■ Исходный текст
Выбрать главу

… и душа незримо

Жжет и разъедает тело.

Но если душе невнятен стон земных страстей, то не нужно ей и «ни утешений, ни услад». Она

Глядит безстрашными очами

В тысячелетия свои,

Летит широкими крылами

В огнекрылатые рои.

Не нужен ей и сам ея носитель:

И навсегда уж ей не надо

Того, кто под косым дождем

В аллеях Кронверкскаго сада

Бредет в ничтожестве своем.

Именно из этого разлада, из этой раздвоенности возникает сознание ничтожности мира и человека, презрение к тому и другому. Жизнь скучна, а человек ничтожен — на все лады повторяет Ходасевич.

А человек — иль не затем он,

Чтобы забыть его могли? —

восклицает поэт.

В другом месте он говорит:

Лучше спать, чем слушать речи

Злобной жизни человечьей,

Малых правд пустую прю

Люди для него — «бесы юркие» жизнь человеческая — блистательная кутерьма, «дурные сны», «серенькая ночка», «тихий ад», в котором душе ничего не надо:

Мне каждый звук терзает слух

И каждый луч глазам несносен.

■ Короткое задание
Пожалуйста, перепишите целиком текст о стихах Ходасевича, приведённый выше, слово в слово и без каких-либо изменений.

■ Извлечённые данные
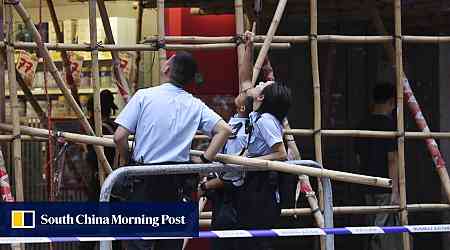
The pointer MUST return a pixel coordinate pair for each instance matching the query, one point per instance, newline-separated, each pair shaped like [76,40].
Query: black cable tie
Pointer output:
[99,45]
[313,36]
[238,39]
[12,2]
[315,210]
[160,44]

■ Решение задания
Выбрать главу

… и душа незримо

Жжет и разъедает тело.

Но если душе невнятен стон земных страстей, то не нужно ей и «ни утешений, ни услад». Она

Глядит безстрашными очами

В тысячелетия свои,

Летит широкими крылами

В огнекрылатые рои.

Не нужен ей и сам ея носитель:

И навсегда уж ей не надо

Того, кто под косым дождем

В аллеях Кронверкскаго сада

Бредет в ничтожестве своем.

Именно из этого разлада, из этой раздвоенности возникает сознание ничтожности мира и человека, презрение к тому и другому. Жизнь скучна, а человек ничтожен — на все лады повторяет Ходасевич.

А человек — иль не затем он,

Чтобы забыть его могли? —

восклицает поэт.

В другом месте он говорит:

Лучше спать, чем слушать речи

Злобной жизни человечьей,

Малых правд пустую прю

Люди для него — «бесы юркие» жизнь человеческая — блистательная кутерьма, «дурные сны», «серенькая ночка», «тихий ад», в котором душе ничего не надо:

Мне каждый звук терзает слух

И каждый луч глазам несносен.